- **Problem requirements**
Copy out each of the following lines word for word.

- **Source data**
>> Begin
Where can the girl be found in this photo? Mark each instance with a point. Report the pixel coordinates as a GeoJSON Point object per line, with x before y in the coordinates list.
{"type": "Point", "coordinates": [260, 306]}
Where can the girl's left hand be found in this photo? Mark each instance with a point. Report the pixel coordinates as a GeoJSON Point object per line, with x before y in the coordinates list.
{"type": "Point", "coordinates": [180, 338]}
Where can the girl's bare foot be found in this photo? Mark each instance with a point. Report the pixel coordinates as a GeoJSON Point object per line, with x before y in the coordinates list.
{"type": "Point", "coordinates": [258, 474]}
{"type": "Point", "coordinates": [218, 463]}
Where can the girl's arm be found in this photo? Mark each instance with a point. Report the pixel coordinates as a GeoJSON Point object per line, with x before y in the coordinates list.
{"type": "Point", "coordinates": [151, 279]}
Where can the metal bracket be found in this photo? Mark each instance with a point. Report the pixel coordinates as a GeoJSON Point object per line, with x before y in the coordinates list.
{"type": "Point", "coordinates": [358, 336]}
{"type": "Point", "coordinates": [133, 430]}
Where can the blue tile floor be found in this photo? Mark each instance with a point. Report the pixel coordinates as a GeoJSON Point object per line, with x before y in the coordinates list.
>> End
- **Reply**
Where can the girl be found in this photo? Mark each instance with a point. Report the pixel coordinates as a GeoJSON Point object per line, with x before y in the coordinates list.
{"type": "Point", "coordinates": [260, 306]}
Where can the girl's left hand be found in this photo? Mark each instance with a point. Report the pixel coordinates as a GeoJSON Point object per line, with x before y in the coordinates list.
{"type": "Point", "coordinates": [180, 338]}
Where can the girl's bare foot be found in this photo? Mark each instance with a point. Report the pixel coordinates as a GeoJSON Point object per line, with x before y in the coordinates list.
{"type": "Point", "coordinates": [258, 474]}
{"type": "Point", "coordinates": [218, 463]}
Where can the girl's arm be found in this photo? Mark each instance with a point. Report the pixel coordinates as a GeoJSON Point object per line, with x before y in the coordinates list.
{"type": "Point", "coordinates": [151, 279]}
Where can the metal bracket be found in this photo? Mark each instance with a point. Report the pixel coordinates as a GeoJSON Point object per line, with x before y in the coordinates list.
{"type": "Point", "coordinates": [358, 336]}
{"type": "Point", "coordinates": [133, 430]}
Where can the blue tile floor be found in this photo? Mark each instance with a point. Report the pixel coordinates as a GeoJSON Point object per line, with x before y in the coordinates list.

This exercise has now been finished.